This project follows the same outline as Checkpoint 1. Your code gets SQL queries and is expected to answer them. There are a few key differences:
Sort is a blocking operator. Before it emits even one row, it needs to see the entire dataset. If you have enough memory to hold the entire input to be sorted, then you can just use Java's built-in Collections.sort method. However, for at least a few queries you will likely not have enough memory to keep everything available. In that case, a good option is to use the 2-pass sort algorithm that we discussed in class.
All .java files in the src directory at the root of your repository will be compiled (and linked against JSQLParser). A main file that you can take as an example is given here. As before, the class edu.buffalo.www.cse4562.Main will be invoked with no arguments, and a stream of semicolon-delimited queries will be printed to System.in (after you print out a prompt)

▶ [Things to do]:
- a) Render the following sentence from the project description above in French: "Before it emits even one row, it needs to see the entire dataset."
- b) Retype, character for character, the part of the project description above that opens with the words "This project follows" and closes with "discussed in class.".

▶ [Supplied information]:

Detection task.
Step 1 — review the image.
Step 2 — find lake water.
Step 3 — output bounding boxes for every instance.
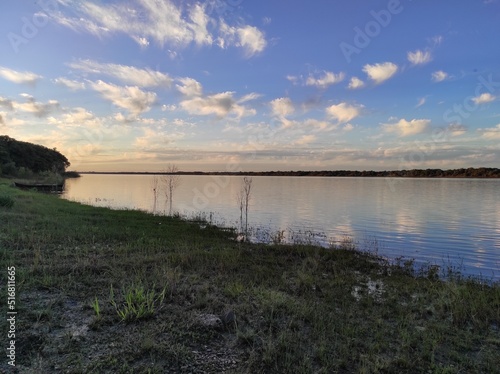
[62,174,500,279]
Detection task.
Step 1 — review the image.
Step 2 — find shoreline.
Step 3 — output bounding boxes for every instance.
[0,179,500,373]
[73,168,500,179]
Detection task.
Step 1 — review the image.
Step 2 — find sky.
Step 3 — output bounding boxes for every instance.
[0,0,500,171]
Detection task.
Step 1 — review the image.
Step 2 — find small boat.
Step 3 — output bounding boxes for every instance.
[14,182,64,192]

▶ [Task answers]:
- a) Avant d'émettre ne serait-ce qu'une seule ligne, il doit voir l'ensemble des données.

- b)
This project follows the same outline as Checkpoint 1. Your code gets SQL queries and is expected to answer them. There are a few key differences:
Sort is a blocking operator. Before it emits even one row, it needs to see the entire dataset. If you have enough memory to hold the entire input to be sorted, then you can just use Java's built-in Collections.sort method. However, for at least a few queries you will likely not have enough memory to keep everything available. In that case, a good option is to use the 2-pass sort algorithm that we discussed in class.